**RECORD SET:**

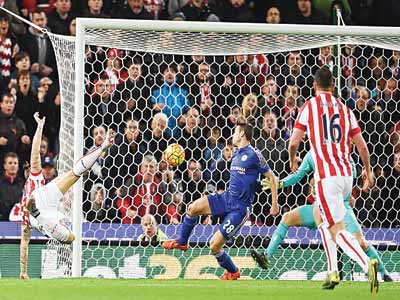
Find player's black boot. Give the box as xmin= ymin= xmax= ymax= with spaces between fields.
xmin=382 ymin=274 xmax=393 ymax=282
xmin=250 ymin=250 xmax=269 ymax=269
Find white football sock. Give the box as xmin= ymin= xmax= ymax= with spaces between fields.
xmin=336 ymin=230 xmax=369 ymax=273
xmin=318 ymin=223 xmax=338 ymax=274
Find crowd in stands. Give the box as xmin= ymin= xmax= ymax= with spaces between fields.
xmin=0 ymin=0 xmax=400 ymax=230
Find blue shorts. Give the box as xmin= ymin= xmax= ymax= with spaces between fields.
xmin=296 ymin=204 xmax=318 ymax=230
xmin=207 ymin=192 xmax=250 ymax=240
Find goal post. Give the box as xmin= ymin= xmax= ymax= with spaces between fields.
xmin=45 ymin=18 xmax=400 ymax=279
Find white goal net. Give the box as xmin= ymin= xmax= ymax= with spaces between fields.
xmin=50 ymin=20 xmax=400 ymax=280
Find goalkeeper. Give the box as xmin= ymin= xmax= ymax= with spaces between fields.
xmin=20 ymin=113 xmax=114 ymax=279
xmin=251 ymin=152 xmax=392 ymax=289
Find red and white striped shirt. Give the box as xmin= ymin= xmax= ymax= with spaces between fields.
xmin=294 ymin=93 xmax=361 ymax=181
xmin=21 ymin=170 xmax=45 ymax=226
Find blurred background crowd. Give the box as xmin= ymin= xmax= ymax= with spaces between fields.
xmin=0 ymin=0 xmax=400 ymax=227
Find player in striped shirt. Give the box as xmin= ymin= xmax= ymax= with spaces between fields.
xmin=289 ymin=67 xmax=379 ymax=293
xmin=20 ymin=113 xmax=114 ymax=279
xmin=251 ymin=152 xmax=393 ymax=289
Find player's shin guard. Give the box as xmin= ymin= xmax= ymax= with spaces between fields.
xmin=214 ymin=250 xmax=238 ymax=273
xmin=178 ymin=215 xmax=198 ymax=245
xmin=266 ymin=222 xmax=289 ymax=257
xmin=336 ymin=230 xmax=369 ymax=273
xmin=72 ymin=147 xmax=103 ymax=177
xmin=318 ymin=224 xmax=338 ymax=274
xmin=365 ymin=245 xmax=387 ymax=277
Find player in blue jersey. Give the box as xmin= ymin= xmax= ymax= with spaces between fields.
xmin=163 ymin=117 xmax=279 ymax=280
xmin=251 ymin=152 xmax=392 ymax=289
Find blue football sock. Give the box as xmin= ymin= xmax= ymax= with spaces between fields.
xmin=214 ymin=250 xmax=238 ymax=273
xmin=266 ymin=222 xmax=289 ymax=257
xmin=365 ymin=245 xmax=387 ymax=276
xmin=178 ymin=215 xmax=198 ymax=245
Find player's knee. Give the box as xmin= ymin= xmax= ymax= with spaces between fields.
xmin=186 ymin=202 xmax=196 ymax=217
xmin=281 ymin=212 xmax=291 ymax=226
xmin=210 ymin=240 xmax=222 ymax=253
xmin=357 ymin=237 xmax=368 ymax=251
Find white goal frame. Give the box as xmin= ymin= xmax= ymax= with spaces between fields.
xmin=72 ymin=18 xmax=400 ymax=277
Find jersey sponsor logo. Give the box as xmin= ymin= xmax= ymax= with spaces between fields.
xmin=231 ymin=166 xmax=246 ymax=174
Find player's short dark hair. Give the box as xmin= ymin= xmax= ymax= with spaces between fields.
xmin=0 ymin=92 xmax=15 ymax=103
xmin=236 ymin=116 xmax=253 ymax=141
xmin=3 ymin=152 xmax=18 ymax=163
xmin=14 ymin=51 xmax=30 ymax=63
xmin=315 ymin=66 xmax=333 ymax=90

**THE PROBLEM:** Switch every "football sock" in the entries above to "soccer sock" and give all the entries again with nothing else changed. Leave the pictures out.

**EXPECTED OUTPUT:**
Find player's black boot. Give the box as xmin= ymin= xmax= ymax= with spaces between fields.
xmin=382 ymin=274 xmax=393 ymax=282
xmin=250 ymin=250 xmax=269 ymax=269
Find white soccer sock. Give the box as xmin= ymin= xmax= ymax= with spaces between fields.
xmin=336 ymin=230 xmax=369 ymax=273
xmin=318 ymin=223 xmax=338 ymax=274
Find crowd in stands. Give the box as xmin= ymin= xmax= ymax= with spaces between fields.
xmin=0 ymin=0 xmax=400 ymax=230
Find blue shorts. Give the box as xmin= ymin= xmax= ymax= with spaces between fields.
xmin=296 ymin=204 xmax=318 ymax=230
xmin=207 ymin=192 xmax=250 ymax=240
Find goal post. Give the box as xmin= ymin= xmax= ymax= with spaces between fields.
xmin=45 ymin=18 xmax=400 ymax=279
Find white goal net. Give the box as xmin= ymin= xmax= ymax= with spaces between fields.
xmin=50 ymin=20 xmax=400 ymax=280
Find goalkeeper. Give the box as xmin= ymin= xmax= ymax= with spaces between fields.
xmin=20 ymin=113 xmax=114 ymax=279
xmin=251 ymin=152 xmax=392 ymax=289
Find red and white striped shirt. Give the box as xmin= ymin= xmax= ymax= with spaces between fields.
xmin=294 ymin=93 xmax=361 ymax=181
xmin=21 ymin=170 xmax=45 ymax=226
Find blurred background crowd. Give the box as xmin= ymin= xmax= ymax= with spaces between fields.
xmin=0 ymin=0 xmax=400 ymax=227
Find player in striped shirt. Give the box as xmin= ymin= xmax= ymax= with spaces between fields.
xmin=289 ymin=67 xmax=379 ymax=293
xmin=20 ymin=113 xmax=114 ymax=279
xmin=251 ymin=152 xmax=393 ymax=289
Find player's shin guard. Give the box as xmin= ymin= xmax= ymax= with spaces between fields.
xmin=214 ymin=250 xmax=238 ymax=273
xmin=178 ymin=215 xmax=198 ymax=245
xmin=266 ymin=222 xmax=289 ymax=257
xmin=336 ymin=230 xmax=369 ymax=273
xmin=72 ymin=147 xmax=103 ymax=177
xmin=318 ymin=224 xmax=338 ymax=274
xmin=365 ymin=245 xmax=387 ymax=277
Find player in blue jersey. Give the box as xmin= ymin= xmax= ymax= with spaces between fields.
xmin=163 ymin=117 xmax=279 ymax=280
xmin=251 ymin=152 xmax=392 ymax=289
Find blue soccer sock. Give the box as xmin= ymin= xmax= ymax= with spaces between fields.
xmin=214 ymin=250 xmax=238 ymax=273
xmin=266 ymin=222 xmax=289 ymax=257
xmin=365 ymin=245 xmax=387 ymax=276
xmin=178 ymin=215 xmax=198 ymax=245
Find player's knee. Give the box as xmin= ymin= xmax= ymax= with spaces between fields.
xmin=186 ymin=202 xmax=196 ymax=217
xmin=281 ymin=212 xmax=291 ymax=226
xmin=210 ymin=240 xmax=222 ymax=253
xmin=357 ymin=237 xmax=368 ymax=251
Find white goal frame. Give the box as xmin= ymin= xmax= ymax= with spaces between fields.
xmin=72 ymin=18 xmax=400 ymax=277
Find jersey sponsor logo. Give the box as xmin= ymin= xmax= ymax= with spaces between fields.
xmin=231 ymin=166 xmax=246 ymax=174
Find player's short dark hair. Give the box as xmin= ymin= xmax= ymax= with spaces between fields.
xmin=0 ymin=92 xmax=15 ymax=103
xmin=236 ymin=116 xmax=253 ymax=141
xmin=3 ymin=152 xmax=18 ymax=163
xmin=14 ymin=51 xmax=30 ymax=63
xmin=315 ymin=66 xmax=333 ymax=90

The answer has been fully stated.